Text —
In a famous 1964 speech, “A Time for Choosing,” future President Ronald Reagan joked that “the trouble with our liberal friends is not that they’re ignorant; it’s just that they know so much that isn’t so.”

Though posed as a jestful one-liner meant to zing his opponents, the quote ironically engages with a fact of modern-day political discourse: that those on all sides of the ideological spectrum tend to “know so much that isn’t so,” drawing from different sets of information to reach incongruous conclusions on a number of important matters. These include matters of racial justice, the changing climate, economic inequality, or the future of geopolitics.

It’s no secret that there is demand for partisan news and that major corporations are keen on supplying it.

Our attention—and our virtual footprints—are hot commodities, and tons of people are constantly competing for this digital gold.

For every New York Post or New York Times article that Facebook or Twitter suggests to us, there are thousands of algorithms at work feverishly curating a personalized news feed designed to vindicate our worldview and draw us deeper into echo-chambers.

Targeted ads, auto-fill search bars, and “You May Also Like” tabs are just a few of the ways social media companies nudge us towards specific narratives, firing up our neurons and keeping us coming back for more in the process. These rabbit holes further confirm our suspicions and our preexisting biases, arming us with convenient facts that confirm our vision of reality and the way things “ought to be.” It’s a win-win situation, supposedly; we get to keep seeing what we want to see, and tech giants rake in billions of dollars in profits.

But returning offline can raise different challenges altogether (especially in a time when we are all preparing to do just that, after a year of work-from-home and lockdown mandates). It can be immensely frustrating to have conversations about contemporary issues with friends and family, whether out and about in the real world or over Zoom and WhatsApp. The other side “just doesn’t seem to get it,” and it can be easy to fall back into lazy online habits—to pelt others with ad hominems in the hopes of waking them up, or guilting them into supporting our point of view.

This approach must be acceptable: after all, why wouldn’t we be belligerent to someone who is “racist” or supporting “systems of oppression?”

There may also be a conditioning effect at play here. Through a digital game of Pavlov’s Dog, we have been trained to only digest sources that confirm what we already know to be true.

Data segment —
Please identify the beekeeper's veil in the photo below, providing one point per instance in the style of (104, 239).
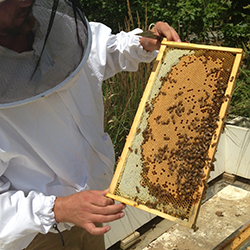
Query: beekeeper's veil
(60, 46)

What you need to do —
List every important matter that the text on partisan news names as one on which people reach incongruous conclusions. The material that comes next plays no part here.

Output —
- racial justice
- the changing climate
- economic inequality
- the future of geopolitics